BEGIN
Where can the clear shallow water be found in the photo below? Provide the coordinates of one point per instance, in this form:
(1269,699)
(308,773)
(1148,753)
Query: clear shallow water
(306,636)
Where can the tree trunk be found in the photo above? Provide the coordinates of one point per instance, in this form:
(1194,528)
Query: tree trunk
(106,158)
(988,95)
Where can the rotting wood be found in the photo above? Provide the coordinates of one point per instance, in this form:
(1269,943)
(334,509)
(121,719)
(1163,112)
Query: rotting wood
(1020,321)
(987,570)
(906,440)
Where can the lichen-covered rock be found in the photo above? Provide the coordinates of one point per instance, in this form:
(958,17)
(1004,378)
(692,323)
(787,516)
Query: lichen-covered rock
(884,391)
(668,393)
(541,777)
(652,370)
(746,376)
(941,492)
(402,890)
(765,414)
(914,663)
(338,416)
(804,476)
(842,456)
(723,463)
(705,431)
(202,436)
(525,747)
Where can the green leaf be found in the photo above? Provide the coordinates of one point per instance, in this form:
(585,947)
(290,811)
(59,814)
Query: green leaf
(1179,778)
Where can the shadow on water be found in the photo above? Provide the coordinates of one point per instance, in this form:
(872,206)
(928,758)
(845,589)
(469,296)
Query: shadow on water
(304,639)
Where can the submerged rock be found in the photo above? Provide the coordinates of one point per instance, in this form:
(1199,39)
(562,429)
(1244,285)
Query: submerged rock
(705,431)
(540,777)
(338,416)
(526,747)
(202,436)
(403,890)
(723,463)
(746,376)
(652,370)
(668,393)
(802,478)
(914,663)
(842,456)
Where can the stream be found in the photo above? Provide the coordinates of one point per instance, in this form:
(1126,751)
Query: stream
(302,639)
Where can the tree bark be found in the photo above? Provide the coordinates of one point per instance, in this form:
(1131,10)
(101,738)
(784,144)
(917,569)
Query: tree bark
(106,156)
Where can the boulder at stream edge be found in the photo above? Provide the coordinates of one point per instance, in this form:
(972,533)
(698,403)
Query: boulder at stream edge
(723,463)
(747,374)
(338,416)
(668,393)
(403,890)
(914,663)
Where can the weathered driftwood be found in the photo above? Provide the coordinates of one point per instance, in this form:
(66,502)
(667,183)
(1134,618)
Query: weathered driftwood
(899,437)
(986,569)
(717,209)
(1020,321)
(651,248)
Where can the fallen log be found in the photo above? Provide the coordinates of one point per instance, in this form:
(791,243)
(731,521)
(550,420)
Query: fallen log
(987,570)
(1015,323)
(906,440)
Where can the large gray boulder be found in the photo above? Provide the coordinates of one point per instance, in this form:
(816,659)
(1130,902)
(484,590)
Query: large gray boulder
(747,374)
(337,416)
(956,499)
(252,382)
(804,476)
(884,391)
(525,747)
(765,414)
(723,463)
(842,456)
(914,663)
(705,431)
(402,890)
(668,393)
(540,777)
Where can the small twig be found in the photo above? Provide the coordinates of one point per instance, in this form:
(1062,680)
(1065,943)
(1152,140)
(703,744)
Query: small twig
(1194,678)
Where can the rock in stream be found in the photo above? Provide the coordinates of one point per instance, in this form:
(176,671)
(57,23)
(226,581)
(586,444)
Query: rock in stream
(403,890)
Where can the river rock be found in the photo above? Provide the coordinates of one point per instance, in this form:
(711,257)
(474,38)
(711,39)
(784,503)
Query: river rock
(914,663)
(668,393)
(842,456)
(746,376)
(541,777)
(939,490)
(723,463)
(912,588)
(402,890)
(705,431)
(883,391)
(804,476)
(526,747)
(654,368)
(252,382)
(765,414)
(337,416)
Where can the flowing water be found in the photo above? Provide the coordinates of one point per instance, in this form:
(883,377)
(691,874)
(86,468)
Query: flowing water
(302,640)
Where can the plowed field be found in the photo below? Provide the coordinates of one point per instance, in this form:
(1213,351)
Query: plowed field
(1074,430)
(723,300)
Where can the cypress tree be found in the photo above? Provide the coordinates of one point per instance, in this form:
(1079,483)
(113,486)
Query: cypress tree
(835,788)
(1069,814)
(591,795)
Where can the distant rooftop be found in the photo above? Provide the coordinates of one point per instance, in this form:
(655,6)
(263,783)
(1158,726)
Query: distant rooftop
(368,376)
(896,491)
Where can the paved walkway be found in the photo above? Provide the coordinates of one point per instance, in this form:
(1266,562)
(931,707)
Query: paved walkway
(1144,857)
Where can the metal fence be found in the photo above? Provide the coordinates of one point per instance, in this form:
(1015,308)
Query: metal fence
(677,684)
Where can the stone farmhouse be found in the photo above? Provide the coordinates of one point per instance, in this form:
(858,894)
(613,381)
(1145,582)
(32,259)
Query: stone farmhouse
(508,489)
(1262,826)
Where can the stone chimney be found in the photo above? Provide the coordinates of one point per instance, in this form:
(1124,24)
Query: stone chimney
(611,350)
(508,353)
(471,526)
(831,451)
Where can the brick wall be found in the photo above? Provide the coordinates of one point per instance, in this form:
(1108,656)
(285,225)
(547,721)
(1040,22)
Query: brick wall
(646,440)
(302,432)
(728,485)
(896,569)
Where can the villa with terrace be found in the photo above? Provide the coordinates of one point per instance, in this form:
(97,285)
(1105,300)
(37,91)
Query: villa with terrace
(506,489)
END
THE PROBLEM: What is needed is every line of the records above that contains the word "below".

WORKED SOLUTION:
Where can the clear shallow water be found in the photo below? Provide the coordinates of one point per instance, in this form:
Where can the plowed field be found in the photo below? Provide the coordinates of one point per instance, in this form:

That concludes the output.